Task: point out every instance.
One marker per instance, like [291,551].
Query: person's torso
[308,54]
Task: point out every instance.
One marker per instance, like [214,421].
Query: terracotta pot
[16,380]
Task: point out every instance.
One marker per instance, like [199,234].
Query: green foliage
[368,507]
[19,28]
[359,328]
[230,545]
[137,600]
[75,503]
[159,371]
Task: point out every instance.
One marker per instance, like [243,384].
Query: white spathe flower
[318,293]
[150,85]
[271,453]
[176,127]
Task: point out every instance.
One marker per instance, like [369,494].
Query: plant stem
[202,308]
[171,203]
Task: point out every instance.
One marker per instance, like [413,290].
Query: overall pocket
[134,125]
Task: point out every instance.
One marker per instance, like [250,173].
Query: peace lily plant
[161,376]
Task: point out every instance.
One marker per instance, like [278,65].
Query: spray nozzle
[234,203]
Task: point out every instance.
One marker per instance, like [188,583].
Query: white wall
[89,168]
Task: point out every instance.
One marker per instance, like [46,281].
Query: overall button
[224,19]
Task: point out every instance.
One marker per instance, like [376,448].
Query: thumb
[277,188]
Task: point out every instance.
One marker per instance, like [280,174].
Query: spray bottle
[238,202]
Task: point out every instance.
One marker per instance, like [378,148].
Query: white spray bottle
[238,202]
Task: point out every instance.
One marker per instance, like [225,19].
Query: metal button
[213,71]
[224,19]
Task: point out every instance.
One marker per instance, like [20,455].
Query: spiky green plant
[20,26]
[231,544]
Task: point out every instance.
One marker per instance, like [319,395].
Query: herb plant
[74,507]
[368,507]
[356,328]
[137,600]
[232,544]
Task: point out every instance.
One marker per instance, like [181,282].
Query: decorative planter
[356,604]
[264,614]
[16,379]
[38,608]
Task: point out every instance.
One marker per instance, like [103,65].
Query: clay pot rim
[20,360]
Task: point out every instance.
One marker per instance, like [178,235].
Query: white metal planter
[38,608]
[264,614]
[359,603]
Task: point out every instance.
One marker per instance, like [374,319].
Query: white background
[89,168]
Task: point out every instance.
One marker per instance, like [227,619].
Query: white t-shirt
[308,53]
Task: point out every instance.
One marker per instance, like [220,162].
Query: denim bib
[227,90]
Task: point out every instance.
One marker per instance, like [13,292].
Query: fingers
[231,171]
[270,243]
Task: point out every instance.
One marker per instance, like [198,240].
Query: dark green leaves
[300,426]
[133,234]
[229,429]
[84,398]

+ + +

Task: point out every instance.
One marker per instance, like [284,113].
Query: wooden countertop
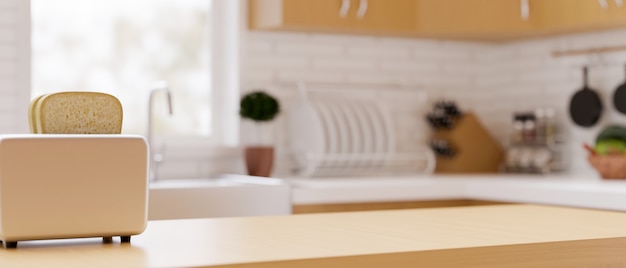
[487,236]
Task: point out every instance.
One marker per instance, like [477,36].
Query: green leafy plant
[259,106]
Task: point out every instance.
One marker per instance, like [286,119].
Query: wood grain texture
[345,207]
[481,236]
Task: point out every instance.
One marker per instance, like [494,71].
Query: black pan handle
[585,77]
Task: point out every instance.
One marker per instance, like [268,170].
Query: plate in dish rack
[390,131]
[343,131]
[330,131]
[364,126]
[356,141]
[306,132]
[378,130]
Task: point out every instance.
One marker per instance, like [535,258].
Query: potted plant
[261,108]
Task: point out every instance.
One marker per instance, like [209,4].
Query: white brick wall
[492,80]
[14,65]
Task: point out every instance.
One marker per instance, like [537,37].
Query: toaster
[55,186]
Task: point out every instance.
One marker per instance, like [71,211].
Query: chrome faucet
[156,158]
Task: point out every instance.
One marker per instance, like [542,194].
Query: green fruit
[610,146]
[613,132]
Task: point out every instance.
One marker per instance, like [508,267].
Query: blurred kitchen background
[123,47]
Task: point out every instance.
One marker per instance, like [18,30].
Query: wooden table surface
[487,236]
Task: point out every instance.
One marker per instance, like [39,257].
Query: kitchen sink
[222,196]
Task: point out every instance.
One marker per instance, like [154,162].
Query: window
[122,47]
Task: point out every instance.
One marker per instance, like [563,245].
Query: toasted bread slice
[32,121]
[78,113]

+ + +

**STATED PROBLEM:** Extract each line from the data above that contains the word "planter".

**RESPONSE FOR THIS EXERCISE:**
Query: decorative planter
Query: white metal planter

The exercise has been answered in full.